**STUDY MATERIAL:**
------------------------------------------------

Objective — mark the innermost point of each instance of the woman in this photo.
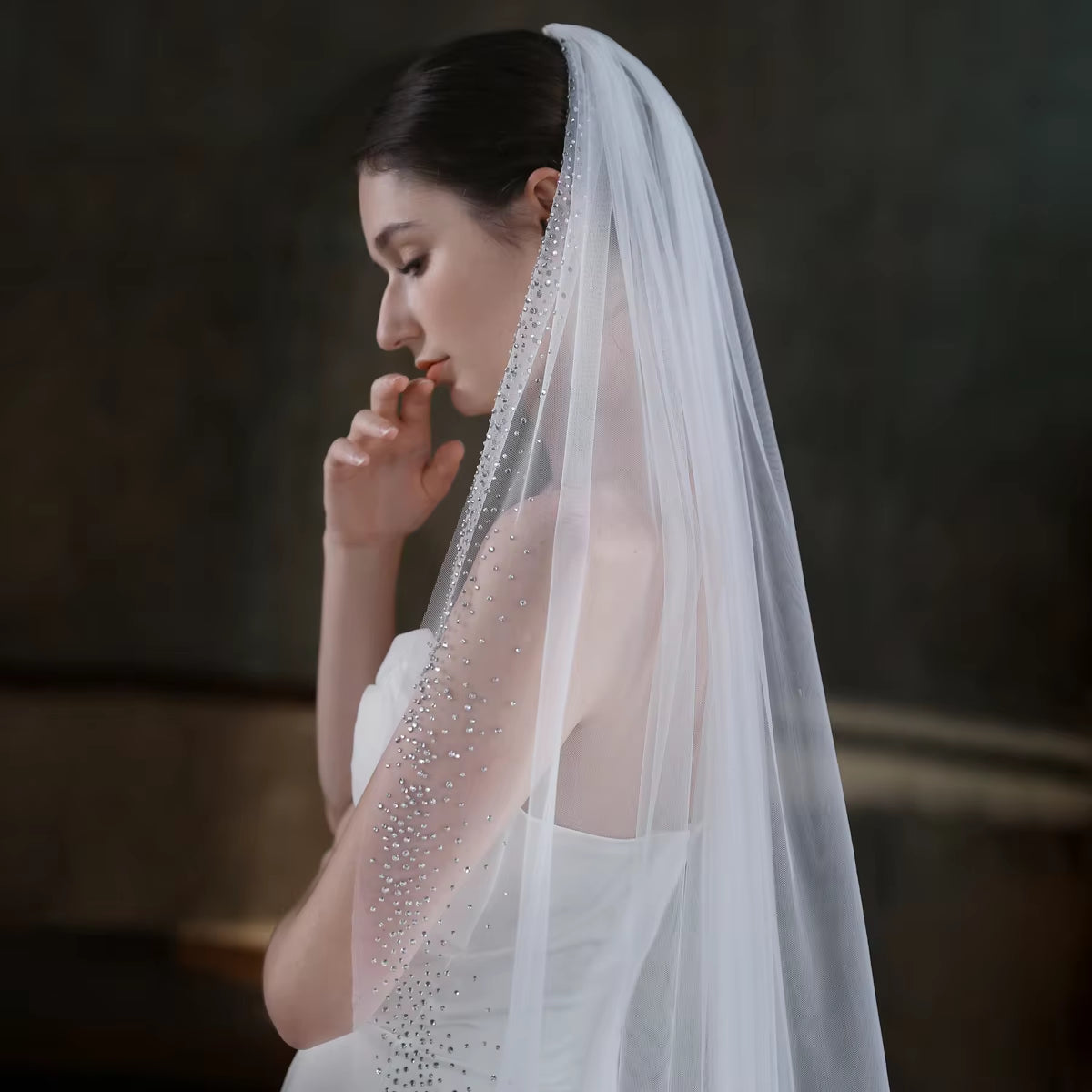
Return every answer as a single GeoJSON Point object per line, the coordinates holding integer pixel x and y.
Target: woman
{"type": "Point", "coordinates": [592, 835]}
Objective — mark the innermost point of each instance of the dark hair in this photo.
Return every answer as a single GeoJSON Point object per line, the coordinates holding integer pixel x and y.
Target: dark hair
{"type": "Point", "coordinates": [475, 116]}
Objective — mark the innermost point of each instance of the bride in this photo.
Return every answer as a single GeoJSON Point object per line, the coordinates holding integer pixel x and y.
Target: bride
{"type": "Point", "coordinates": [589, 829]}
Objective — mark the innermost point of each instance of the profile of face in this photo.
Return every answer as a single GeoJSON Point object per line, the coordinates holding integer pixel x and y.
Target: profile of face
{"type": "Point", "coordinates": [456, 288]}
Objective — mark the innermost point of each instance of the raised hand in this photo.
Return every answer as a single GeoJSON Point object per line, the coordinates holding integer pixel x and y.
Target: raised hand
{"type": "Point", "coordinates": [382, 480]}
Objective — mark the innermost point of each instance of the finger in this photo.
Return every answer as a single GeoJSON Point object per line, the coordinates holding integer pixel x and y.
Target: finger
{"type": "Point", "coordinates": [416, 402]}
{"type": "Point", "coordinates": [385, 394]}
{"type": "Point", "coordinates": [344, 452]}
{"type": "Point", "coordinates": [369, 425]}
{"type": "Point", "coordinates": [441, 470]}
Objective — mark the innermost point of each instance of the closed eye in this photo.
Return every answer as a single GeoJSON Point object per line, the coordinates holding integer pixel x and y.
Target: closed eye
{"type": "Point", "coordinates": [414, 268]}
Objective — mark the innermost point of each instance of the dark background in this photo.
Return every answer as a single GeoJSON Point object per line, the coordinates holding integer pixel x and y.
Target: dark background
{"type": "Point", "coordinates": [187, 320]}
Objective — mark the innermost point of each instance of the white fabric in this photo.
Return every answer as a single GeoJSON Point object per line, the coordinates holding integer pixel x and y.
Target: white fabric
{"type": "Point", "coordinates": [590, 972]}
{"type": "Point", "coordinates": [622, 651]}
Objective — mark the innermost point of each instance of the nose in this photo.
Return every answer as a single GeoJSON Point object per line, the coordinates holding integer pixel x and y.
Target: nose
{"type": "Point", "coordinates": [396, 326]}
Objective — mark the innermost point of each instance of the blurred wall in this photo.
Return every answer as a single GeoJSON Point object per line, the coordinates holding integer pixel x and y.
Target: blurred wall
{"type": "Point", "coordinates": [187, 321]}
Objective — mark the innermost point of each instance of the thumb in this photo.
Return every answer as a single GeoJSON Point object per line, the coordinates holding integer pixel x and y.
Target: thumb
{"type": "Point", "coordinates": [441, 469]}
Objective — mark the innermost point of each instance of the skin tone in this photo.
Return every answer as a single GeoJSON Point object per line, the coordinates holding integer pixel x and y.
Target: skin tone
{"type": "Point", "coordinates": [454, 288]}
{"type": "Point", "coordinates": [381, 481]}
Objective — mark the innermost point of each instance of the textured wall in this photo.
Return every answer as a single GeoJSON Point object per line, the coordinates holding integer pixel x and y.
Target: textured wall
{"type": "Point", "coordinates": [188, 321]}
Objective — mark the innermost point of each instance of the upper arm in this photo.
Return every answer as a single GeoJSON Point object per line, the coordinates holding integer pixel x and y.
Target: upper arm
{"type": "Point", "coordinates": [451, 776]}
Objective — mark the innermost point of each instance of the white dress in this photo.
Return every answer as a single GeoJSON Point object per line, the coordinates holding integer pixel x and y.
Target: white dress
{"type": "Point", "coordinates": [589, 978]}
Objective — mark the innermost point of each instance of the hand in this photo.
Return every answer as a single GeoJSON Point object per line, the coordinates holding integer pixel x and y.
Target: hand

------------------------------------------------

**EXERCISE AIM:** Quote only what lies between the first line of the records and the line containing "face in this photo.", please, including both lines and excluding images.

**ANSWER TO THIS EXERCISE:**
Objective — mark the innermost point of each instance of the woman in this photo.
Return every answer as a single GeoJSON Point object per line, the coordinates holding integer pixel x and y.
Target: woman
{"type": "Point", "coordinates": [592, 835]}
Objective — mark the innermost point of each instance of the dark hair in this photo.
Return every answer as a single GeoJSON Point object per line, the coordinates holding integer pixel x and y.
Target: dark hair
{"type": "Point", "coordinates": [475, 116]}
Objective — mark the innermost point of each instance of the bride in this photo.
Return every answer as a single GeoJSON Point object per line, the coordinates holding integer pixel x and y.
Target: bride
{"type": "Point", "coordinates": [589, 829]}
Objective — mark the innermost point of each instance of the profile of face in this photo.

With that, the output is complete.